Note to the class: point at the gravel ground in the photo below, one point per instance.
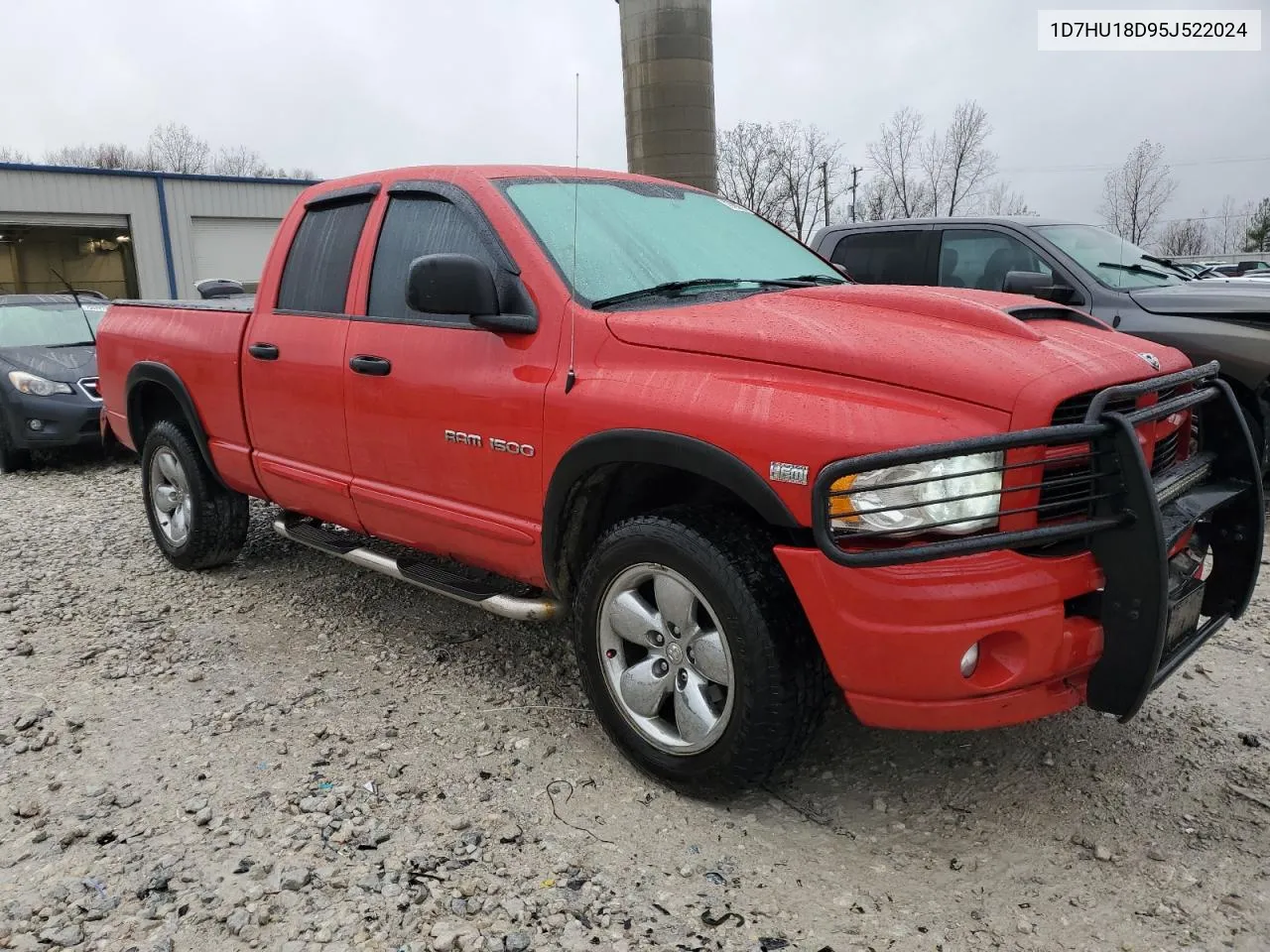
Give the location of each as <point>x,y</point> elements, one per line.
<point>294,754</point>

·····

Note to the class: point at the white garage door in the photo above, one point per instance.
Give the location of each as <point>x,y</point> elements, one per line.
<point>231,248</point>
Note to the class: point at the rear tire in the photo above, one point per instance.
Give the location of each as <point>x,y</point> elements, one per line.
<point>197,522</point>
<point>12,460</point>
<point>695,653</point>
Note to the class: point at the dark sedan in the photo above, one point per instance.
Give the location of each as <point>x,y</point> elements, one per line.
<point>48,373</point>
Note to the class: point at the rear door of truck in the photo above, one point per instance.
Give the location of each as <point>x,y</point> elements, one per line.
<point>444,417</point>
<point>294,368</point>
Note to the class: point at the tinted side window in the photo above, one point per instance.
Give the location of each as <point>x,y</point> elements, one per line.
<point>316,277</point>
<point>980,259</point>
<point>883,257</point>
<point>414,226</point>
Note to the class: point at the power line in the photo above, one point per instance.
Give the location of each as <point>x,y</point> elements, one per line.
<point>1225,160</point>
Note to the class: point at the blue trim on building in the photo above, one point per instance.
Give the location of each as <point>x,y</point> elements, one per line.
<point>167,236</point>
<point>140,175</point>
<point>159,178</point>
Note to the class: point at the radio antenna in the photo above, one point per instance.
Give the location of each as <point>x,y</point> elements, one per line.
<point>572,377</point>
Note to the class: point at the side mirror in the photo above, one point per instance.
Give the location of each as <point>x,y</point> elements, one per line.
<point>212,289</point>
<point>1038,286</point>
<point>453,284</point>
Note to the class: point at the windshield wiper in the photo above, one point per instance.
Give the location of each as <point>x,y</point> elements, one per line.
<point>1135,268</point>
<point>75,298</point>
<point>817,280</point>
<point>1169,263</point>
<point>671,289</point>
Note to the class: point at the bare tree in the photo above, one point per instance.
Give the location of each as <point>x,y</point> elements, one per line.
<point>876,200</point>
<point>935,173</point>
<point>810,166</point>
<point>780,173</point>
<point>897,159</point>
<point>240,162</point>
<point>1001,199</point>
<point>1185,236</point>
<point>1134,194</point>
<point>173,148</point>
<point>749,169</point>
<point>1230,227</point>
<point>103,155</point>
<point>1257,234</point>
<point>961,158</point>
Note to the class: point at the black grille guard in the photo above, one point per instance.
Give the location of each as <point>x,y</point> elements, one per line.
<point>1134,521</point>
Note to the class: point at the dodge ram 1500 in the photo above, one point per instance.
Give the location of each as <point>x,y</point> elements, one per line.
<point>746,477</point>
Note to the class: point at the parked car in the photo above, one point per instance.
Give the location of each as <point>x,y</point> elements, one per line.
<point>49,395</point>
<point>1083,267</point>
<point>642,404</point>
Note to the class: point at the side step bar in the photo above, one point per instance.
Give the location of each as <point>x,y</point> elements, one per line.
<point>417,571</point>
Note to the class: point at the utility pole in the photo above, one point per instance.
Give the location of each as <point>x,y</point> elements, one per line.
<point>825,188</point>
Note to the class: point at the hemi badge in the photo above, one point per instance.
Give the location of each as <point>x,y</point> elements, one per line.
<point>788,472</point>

·····

Requirement >> Copy out the lines between the one holding "Note to the class: point at the blue" and the one holding "<point>159,178</point>", inclusive, with no changes.

Answer to this problem >>
Note to the class: point at the blue trim on building in the photo above, one point per instance.
Give the location of each as <point>x,y</point> elements, one per line.
<point>167,236</point>
<point>140,175</point>
<point>159,178</point>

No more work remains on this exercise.